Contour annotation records
────────────────────

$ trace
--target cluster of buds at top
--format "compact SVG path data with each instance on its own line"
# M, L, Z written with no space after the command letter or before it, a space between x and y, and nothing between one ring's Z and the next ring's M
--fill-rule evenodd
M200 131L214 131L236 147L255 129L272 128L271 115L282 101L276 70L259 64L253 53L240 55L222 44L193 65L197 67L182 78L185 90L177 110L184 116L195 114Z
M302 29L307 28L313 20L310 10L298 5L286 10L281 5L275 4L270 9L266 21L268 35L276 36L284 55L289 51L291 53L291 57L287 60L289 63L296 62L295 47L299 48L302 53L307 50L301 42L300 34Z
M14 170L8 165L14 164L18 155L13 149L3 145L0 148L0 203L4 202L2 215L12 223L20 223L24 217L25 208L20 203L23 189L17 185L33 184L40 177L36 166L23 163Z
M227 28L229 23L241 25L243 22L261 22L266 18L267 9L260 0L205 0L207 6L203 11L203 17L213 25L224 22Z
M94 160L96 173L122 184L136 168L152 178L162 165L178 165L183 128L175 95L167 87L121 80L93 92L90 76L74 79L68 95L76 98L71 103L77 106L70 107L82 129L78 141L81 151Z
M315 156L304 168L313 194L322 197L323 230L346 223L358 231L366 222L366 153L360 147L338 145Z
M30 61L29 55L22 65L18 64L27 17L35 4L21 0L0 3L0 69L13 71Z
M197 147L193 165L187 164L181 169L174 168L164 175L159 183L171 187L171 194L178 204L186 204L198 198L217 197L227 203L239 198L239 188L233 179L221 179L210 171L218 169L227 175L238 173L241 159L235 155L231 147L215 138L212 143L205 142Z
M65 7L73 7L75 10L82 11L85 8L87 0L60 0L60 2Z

────────────────────

Write out every item again, substituting "group of buds" for "cluster of buds" and keeping everything else the same.

$ trace
--target group of buds at top
--format "compact SVG path data with each instance on its own line"
# M, L, Z written with no space after the command letter or before it, a space between x and y, and nothing between one ring's Z and the next ring's M
--fill-rule evenodd
M200 131L214 131L236 147L255 129L272 128L271 115L282 101L276 70L259 64L253 53L240 55L222 44L193 65L197 67L182 78L185 90L177 110L184 116L195 114Z
M302 29L307 28L313 20L310 10L298 5L286 10L281 5L275 4L270 9L266 21L268 35L276 36L284 55L289 51L291 53L291 57L287 60L289 63L296 62L295 47L299 48L302 53L307 50L301 42L300 34Z
M14 170L8 165L14 164L18 155L13 149L3 145L0 148L0 203L4 202L2 215L12 223L20 223L24 217L25 208L20 203L23 189L17 185L33 184L40 177L36 166L23 163Z
M227 28L229 23L241 25L243 22L261 22L266 18L267 9L260 0L205 0L207 6L203 11L203 17L213 25L224 22Z
M94 160L96 173L122 184L136 168L152 178L162 165L178 165L183 128L175 95L167 87L121 80L93 92L90 76L74 79L68 95L76 98L71 103L77 106L70 107L82 129L78 141L81 151Z
M315 156L304 168L313 194L322 197L323 230L346 223L358 231L366 222L366 153L360 147L338 145Z
M30 61L29 55L22 65L18 64L27 17L35 4L21 0L0 3L0 69L13 71Z
M197 147L193 165L187 164L181 169L174 168L164 175L159 183L171 187L171 194L178 204L186 204L198 198L217 197L227 203L239 198L239 188L233 179L221 179L210 171L218 169L227 175L238 173L241 159L235 155L231 147L215 138L212 143L205 142Z
M65 7L73 7L75 10L82 11L85 8L87 0L60 0L60 2Z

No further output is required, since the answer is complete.